Chapter IV: Monetary
policy in the advanced industrial economies
"...As deflationary pressures
faded, the Bank of Japan announced the end of its unconventional
quantitative easing policy but initially left its policy rate
unchanged at zero..."
Chapter V: Foreign
exchange markets
"...As in previous years,
three main factors underpinned exchange rate developments during
the period under review: interest rate differentials, the current
account deficit and rising net international liabilities of the
United States, and continuing reserve accumulation in China limiting
the dollar's depreciation against the renminbi..."
Chapter VIII: Conclusion:
coping with risks, today and tomorrow
"...Yet there are considerable
uncertainties and associated risks, not least concerning inflationary
pressures on the one hand, and a possible unwinding of accumulated
economic and financial imbalances on the other. These could lead
to financial market turbulence or a long period of relatively
slower global growth developments, or both..."
We will not bore the reader
by going over what the BIS has clearly stated, except to note
that they seem to see some problems and imbalances that could
have a negative impact on the global financial system. Both the
experts and the market are wrong, or the BIS is wrong - take
your pick. We will take one from column A, and one from column
B, thank you very much.

+ + + + + + +

Decide whether each statement agrees with the passage on monetary policy and exchange markets above. Answer yes or no for each, quoting the words of the passage that decide it.
(a) When the Bank of Japan ended quantitative easing, it raised its policy rate at once.
(b) Reserve accumulation in China is one of the factors named behind exchange rate developments.
(c) The writers plan to go over the BIS statements in detail.

+ + + + + + +

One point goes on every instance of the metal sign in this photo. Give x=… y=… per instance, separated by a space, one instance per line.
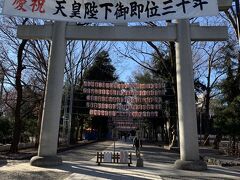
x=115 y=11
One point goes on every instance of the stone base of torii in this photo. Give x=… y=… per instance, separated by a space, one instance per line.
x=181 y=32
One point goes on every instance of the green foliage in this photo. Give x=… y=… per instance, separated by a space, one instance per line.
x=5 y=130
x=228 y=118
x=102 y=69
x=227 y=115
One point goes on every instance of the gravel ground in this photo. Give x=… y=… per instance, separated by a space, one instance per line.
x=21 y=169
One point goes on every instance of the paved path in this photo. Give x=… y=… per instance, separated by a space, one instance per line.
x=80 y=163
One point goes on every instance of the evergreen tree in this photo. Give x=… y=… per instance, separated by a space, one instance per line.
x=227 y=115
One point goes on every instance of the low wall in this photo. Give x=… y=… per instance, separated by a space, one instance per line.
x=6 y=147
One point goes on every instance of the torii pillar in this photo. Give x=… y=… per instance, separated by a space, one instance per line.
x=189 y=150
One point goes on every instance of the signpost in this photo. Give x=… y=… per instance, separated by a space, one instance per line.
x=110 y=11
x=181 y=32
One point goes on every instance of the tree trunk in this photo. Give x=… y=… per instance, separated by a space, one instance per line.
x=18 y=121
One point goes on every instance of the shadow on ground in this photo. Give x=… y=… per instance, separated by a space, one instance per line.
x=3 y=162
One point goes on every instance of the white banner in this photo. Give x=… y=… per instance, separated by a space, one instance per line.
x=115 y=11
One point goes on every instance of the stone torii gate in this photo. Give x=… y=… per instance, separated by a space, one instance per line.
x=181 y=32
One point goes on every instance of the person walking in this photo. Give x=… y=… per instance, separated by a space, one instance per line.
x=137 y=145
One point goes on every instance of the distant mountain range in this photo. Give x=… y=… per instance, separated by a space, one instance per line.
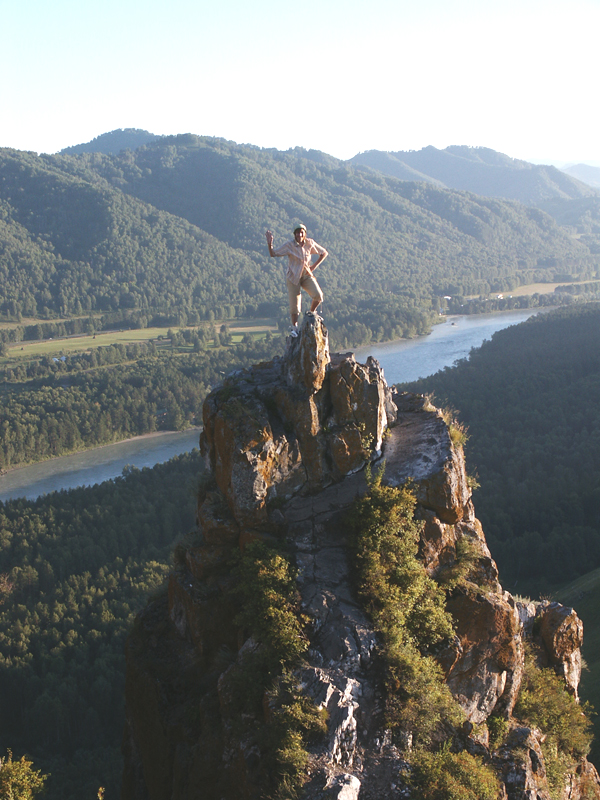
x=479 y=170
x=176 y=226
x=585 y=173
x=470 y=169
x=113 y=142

+ + + + + + +

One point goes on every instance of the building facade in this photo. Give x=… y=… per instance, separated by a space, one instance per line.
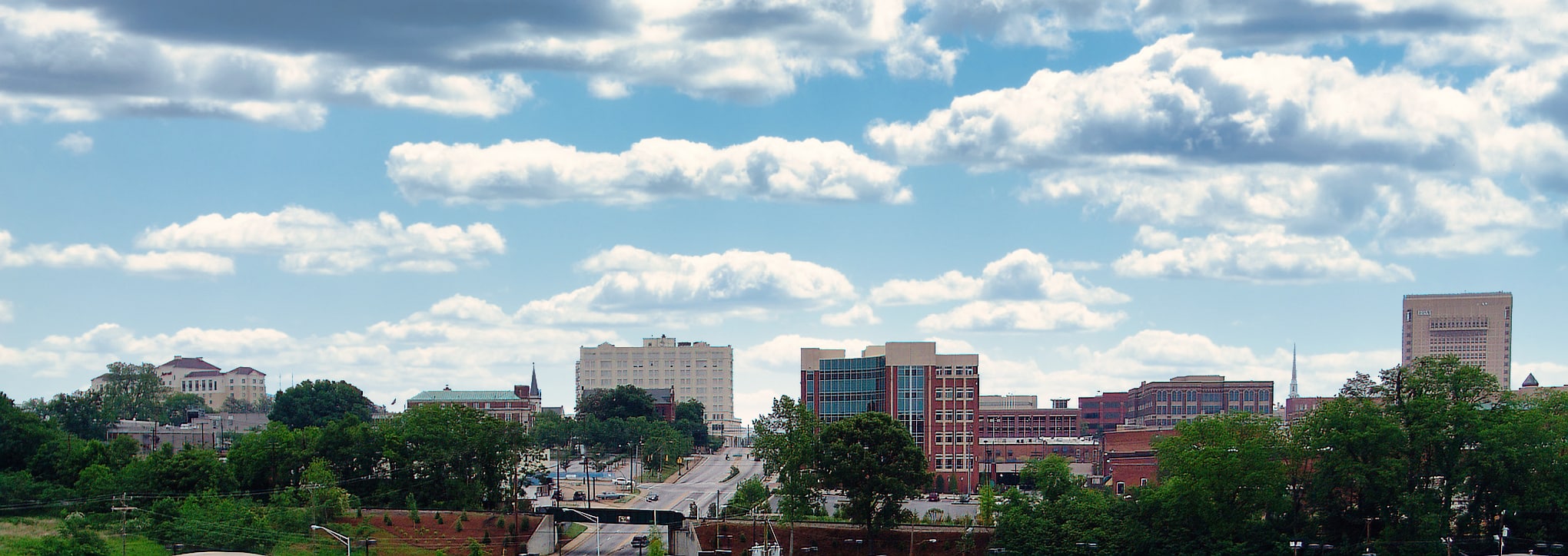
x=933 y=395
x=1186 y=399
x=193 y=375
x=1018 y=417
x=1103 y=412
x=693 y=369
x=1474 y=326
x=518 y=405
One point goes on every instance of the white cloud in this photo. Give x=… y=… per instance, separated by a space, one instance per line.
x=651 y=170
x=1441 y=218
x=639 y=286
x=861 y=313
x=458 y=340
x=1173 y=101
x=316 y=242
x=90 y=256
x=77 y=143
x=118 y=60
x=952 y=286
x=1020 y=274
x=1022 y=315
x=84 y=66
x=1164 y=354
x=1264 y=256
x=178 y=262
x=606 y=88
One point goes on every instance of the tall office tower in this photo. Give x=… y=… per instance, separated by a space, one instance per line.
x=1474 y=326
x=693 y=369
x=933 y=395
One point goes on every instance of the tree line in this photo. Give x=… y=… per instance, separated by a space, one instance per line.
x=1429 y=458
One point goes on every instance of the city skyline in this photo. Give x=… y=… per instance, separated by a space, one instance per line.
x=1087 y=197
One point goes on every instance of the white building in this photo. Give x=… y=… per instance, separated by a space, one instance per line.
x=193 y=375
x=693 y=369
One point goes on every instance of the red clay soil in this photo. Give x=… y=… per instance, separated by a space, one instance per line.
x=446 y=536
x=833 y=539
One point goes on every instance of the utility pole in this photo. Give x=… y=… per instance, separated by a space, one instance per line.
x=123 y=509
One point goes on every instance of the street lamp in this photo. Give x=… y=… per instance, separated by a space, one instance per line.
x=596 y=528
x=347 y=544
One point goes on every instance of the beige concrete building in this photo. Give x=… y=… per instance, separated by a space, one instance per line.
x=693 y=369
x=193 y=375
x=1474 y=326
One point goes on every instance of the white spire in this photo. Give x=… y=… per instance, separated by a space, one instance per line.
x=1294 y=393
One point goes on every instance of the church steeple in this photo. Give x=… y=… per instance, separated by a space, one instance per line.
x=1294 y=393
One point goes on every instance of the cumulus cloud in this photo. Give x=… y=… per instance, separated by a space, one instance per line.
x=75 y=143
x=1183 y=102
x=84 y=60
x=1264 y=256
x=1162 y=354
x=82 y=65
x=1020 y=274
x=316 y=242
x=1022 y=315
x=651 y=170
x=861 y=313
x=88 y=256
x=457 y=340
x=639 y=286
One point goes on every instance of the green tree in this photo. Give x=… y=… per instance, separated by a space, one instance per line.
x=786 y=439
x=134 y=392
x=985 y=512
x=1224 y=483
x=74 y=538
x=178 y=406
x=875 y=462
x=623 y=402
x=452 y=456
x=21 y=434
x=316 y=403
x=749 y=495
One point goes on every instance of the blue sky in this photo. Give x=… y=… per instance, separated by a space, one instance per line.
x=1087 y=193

+ + + + + + +

Result below:
(a) No: "initially left its policy rate unchanged at zero"
(b) Yes: "continuing reserve accumulation in China limiting the dollar's depreciation against the renminbi"
(c) No: "We will not bore the reader by going over what the BIS has clearly stated"